> Exercise brief:
Starting at the first line of the segmentation data and ending at the line containing "347), (61, 315)]", rewrite those lines with "green leaf" substituted by "oak leaf" and nothing else changed.

> Segmentation data:
------------------------------------------------------------

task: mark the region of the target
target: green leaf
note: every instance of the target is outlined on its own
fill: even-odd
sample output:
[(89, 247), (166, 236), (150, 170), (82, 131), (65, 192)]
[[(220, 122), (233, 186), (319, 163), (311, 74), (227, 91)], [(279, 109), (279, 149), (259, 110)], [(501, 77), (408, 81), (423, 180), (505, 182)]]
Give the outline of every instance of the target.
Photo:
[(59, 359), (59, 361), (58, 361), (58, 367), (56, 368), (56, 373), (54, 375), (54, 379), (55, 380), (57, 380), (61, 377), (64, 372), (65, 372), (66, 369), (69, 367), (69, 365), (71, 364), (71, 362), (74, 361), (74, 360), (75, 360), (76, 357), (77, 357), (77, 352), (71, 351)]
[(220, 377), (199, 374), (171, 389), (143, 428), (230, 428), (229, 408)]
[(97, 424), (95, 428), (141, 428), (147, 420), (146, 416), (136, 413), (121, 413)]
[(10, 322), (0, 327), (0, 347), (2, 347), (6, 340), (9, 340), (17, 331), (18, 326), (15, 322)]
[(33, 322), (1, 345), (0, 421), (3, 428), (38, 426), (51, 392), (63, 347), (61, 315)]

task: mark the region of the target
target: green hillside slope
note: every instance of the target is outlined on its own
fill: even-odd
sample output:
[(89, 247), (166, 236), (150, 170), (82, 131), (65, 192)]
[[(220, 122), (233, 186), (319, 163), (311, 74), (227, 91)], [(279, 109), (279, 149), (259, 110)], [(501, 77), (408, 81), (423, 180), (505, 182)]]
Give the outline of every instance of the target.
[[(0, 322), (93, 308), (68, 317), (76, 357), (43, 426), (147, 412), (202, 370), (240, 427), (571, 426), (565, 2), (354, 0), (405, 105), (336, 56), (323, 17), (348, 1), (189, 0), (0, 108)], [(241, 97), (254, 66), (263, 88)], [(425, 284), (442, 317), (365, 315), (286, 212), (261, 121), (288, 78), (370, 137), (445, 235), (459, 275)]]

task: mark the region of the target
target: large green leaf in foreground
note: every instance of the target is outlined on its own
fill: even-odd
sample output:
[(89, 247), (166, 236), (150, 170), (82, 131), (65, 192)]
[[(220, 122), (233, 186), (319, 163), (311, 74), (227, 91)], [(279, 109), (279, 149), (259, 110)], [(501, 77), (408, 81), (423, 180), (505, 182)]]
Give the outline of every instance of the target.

------------------------------------------------------------

> Full response:
task: mark the region of the target
target: oak leaf
note: every instance of the target is outlined on its own
fill: even-odd
sample output:
[(89, 247), (166, 236), (150, 170), (82, 131), (65, 192)]
[[(220, 122), (233, 186), (319, 163), (311, 74), (227, 91)], [(279, 109), (279, 149), (259, 110)], [(501, 77), (408, 81), (423, 180), (505, 182)]]
Give the outline of every instance of the target.
Photo:
[(59, 359), (59, 361), (58, 361), (58, 367), (56, 368), (56, 373), (54, 375), (54, 379), (55, 380), (57, 380), (61, 377), (64, 372), (65, 372), (66, 369), (69, 367), (69, 365), (71, 364), (71, 362), (74, 361), (74, 360), (75, 360), (76, 357), (77, 357), (77, 352), (71, 351)]
[(220, 377), (199, 374), (171, 389), (143, 428), (230, 428), (229, 408)]
[(97, 424), (95, 428), (141, 428), (147, 420), (146, 416), (136, 413), (121, 413)]
[(10, 322), (0, 327), (0, 347), (2, 347), (6, 340), (9, 340), (17, 331), (18, 326), (15, 322)]
[(33, 322), (1, 345), (0, 421), (3, 428), (38, 426), (51, 392), (63, 347), (61, 315)]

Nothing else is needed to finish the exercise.